GOAL
Locate every line in the data below that contains the word "blue" and copy each one. Case counts.

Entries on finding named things
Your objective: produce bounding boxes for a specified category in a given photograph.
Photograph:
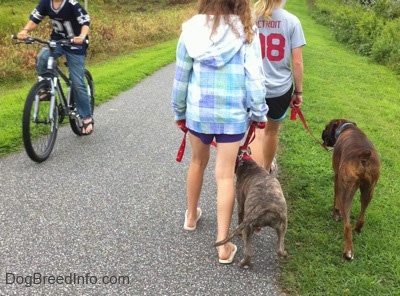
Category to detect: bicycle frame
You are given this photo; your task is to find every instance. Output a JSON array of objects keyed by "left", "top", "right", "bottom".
[
  {"left": 40, "top": 41, "right": 77, "bottom": 120},
  {"left": 11, "top": 35, "right": 94, "bottom": 162}
]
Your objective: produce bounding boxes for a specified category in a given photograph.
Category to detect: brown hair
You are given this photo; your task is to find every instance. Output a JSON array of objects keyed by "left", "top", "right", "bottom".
[
  {"left": 254, "top": 0, "right": 282, "bottom": 19},
  {"left": 198, "top": 0, "right": 254, "bottom": 43}
]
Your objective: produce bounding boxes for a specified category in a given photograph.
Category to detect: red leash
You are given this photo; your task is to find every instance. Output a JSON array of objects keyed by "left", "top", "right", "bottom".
[
  {"left": 176, "top": 120, "right": 265, "bottom": 162},
  {"left": 290, "top": 107, "right": 329, "bottom": 152},
  {"left": 176, "top": 120, "right": 188, "bottom": 162}
]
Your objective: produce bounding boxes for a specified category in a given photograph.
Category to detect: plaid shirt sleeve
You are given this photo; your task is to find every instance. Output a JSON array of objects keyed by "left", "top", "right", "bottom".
[{"left": 171, "top": 36, "right": 193, "bottom": 120}]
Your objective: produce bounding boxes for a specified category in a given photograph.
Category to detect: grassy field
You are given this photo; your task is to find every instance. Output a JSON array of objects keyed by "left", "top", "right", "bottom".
[
  {"left": 278, "top": 0, "right": 400, "bottom": 296},
  {"left": 0, "top": 0, "right": 400, "bottom": 296},
  {"left": 0, "top": 0, "right": 195, "bottom": 156}
]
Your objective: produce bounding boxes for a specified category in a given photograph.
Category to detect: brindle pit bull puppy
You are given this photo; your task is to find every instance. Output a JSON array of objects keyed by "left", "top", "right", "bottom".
[
  {"left": 322, "top": 119, "right": 380, "bottom": 260},
  {"left": 214, "top": 151, "right": 287, "bottom": 268}
]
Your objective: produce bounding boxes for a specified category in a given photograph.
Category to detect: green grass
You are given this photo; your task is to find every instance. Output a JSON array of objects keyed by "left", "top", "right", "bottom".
[
  {"left": 0, "top": 40, "right": 177, "bottom": 156},
  {"left": 0, "top": 0, "right": 400, "bottom": 296},
  {"left": 279, "top": 0, "right": 400, "bottom": 296}
]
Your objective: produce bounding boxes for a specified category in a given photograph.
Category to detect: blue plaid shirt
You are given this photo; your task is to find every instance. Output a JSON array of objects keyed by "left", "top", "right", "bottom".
[{"left": 171, "top": 15, "right": 268, "bottom": 134}]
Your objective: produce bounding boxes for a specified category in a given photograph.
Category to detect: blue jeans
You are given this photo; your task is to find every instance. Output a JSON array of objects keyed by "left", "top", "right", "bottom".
[{"left": 36, "top": 45, "right": 92, "bottom": 119}]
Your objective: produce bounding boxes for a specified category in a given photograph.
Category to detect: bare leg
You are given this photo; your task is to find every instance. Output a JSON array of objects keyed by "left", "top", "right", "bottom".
[
  {"left": 249, "top": 128, "right": 265, "bottom": 166},
  {"left": 263, "top": 120, "right": 282, "bottom": 172},
  {"left": 186, "top": 133, "right": 210, "bottom": 227},
  {"left": 215, "top": 141, "right": 240, "bottom": 259}
]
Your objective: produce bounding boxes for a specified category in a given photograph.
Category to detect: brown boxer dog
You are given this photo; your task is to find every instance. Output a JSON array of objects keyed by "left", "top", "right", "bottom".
[
  {"left": 214, "top": 150, "right": 287, "bottom": 268},
  {"left": 322, "top": 119, "right": 380, "bottom": 260}
]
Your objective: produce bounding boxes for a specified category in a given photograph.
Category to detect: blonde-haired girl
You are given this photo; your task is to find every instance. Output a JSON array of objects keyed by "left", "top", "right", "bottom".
[{"left": 250, "top": 0, "right": 306, "bottom": 173}]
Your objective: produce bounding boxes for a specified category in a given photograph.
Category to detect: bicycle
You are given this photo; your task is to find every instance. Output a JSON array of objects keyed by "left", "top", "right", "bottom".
[{"left": 12, "top": 35, "right": 94, "bottom": 162}]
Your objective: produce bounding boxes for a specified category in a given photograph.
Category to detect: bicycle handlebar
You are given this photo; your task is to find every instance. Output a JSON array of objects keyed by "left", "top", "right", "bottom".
[{"left": 11, "top": 34, "right": 89, "bottom": 46}]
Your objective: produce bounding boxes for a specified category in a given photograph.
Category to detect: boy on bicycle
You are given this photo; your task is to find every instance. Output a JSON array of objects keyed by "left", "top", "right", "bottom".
[{"left": 17, "top": 0, "right": 94, "bottom": 135}]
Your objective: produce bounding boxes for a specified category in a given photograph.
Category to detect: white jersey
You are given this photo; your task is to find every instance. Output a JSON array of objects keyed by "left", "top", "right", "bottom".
[{"left": 256, "top": 8, "right": 306, "bottom": 98}]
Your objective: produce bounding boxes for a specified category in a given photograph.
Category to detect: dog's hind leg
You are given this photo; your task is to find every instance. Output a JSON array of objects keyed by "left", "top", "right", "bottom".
[
  {"left": 240, "top": 225, "right": 253, "bottom": 268},
  {"left": 332, "top": 173, "right": 342, "bottom": 221},
  {"left": 354, "top": 183, "right": 376, "bottom": 233},
  {"left": 341, "top": 186, "right": 357, "bottom": 260},
  {"left": 276, "top": 217, "right": 287, "bottom": 258}
]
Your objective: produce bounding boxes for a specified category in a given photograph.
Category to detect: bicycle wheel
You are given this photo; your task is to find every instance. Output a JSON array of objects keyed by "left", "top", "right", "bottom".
[
  {"left": 69, "top": 69, "right": 94, "bottom": 136},
  {"left": 22, "top": 80, "right": 58, "bottom": 162}
]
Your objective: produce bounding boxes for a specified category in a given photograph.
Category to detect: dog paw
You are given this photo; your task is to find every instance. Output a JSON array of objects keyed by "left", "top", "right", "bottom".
[{"left": 239, "top": 259, "right": 250, "bottom": 269}]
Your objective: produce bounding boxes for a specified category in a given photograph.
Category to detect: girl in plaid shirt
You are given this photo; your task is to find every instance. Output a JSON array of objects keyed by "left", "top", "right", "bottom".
[{"left": 171, "top": 0, "right": 268, "bottom": 264}]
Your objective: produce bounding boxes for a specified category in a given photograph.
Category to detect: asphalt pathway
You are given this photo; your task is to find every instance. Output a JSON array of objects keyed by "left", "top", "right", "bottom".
[{"left": 0, "top": 64, "right": 280, "bottom": 296}]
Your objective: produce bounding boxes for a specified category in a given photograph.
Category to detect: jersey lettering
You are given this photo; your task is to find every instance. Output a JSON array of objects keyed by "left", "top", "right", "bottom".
[{"left": 260, "top": 33, "right": 286, "bottom": 62}]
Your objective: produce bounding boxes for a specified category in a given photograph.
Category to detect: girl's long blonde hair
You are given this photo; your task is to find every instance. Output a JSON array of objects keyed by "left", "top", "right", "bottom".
[
  {"left": 254, "top": 0, "right": 282, "bottom": 19},
  {"left": 198, "top": 0, "right": 254, "bottom": 43}
]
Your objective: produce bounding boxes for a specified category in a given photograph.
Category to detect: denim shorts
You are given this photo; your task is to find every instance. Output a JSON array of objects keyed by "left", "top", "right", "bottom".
[
  {"left": 265, "top": 86, "right": 293, "bottom": 121},
  {"left": 189, "top": 129, "right": 245, "bottom": 145}
]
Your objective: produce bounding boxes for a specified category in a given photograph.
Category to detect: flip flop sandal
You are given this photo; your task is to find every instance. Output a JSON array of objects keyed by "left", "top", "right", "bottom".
[
  {"left": 218, "top": 244, "right": 237, "bottom": 264},
  {"left": 81, "top": 118, "right": 94, "bottom": 136}
]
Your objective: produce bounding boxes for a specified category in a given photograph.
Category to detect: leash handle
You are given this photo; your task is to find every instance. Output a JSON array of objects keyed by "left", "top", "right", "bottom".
[
  {"left": 176, "top": 120, "right": 188, "bottom": 162},
  {"left": 290, "top": 107, "right": 329, "bottom": 152}
]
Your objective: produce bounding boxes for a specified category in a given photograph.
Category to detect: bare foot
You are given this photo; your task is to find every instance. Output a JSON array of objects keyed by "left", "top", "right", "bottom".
[{"left": 217, "top": 243, "right": 235, "bottom": 260}]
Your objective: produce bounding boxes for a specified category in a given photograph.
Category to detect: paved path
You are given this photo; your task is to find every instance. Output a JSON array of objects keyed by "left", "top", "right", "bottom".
[{"left": 0, "top": 65, "right": 279, "bottom": 296}]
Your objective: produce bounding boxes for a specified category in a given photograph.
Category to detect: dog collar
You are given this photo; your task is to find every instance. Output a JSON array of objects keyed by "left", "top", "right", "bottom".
[{"left": 335, "top": 122, "right": 353, "bottom": 139}]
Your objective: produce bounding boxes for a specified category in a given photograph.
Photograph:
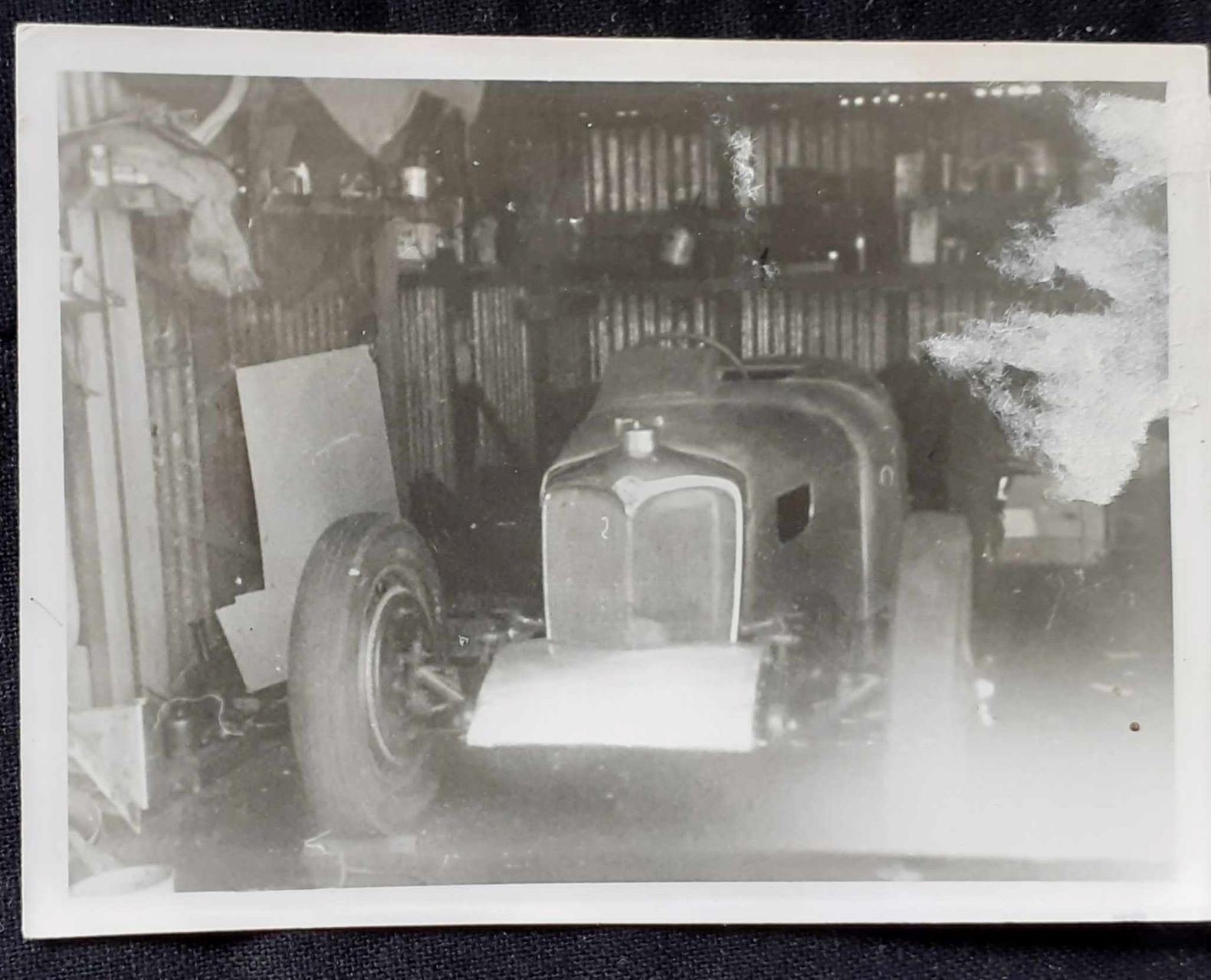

REPLY
Category to detect: blue plaid shirt
Category to detect: blue jeans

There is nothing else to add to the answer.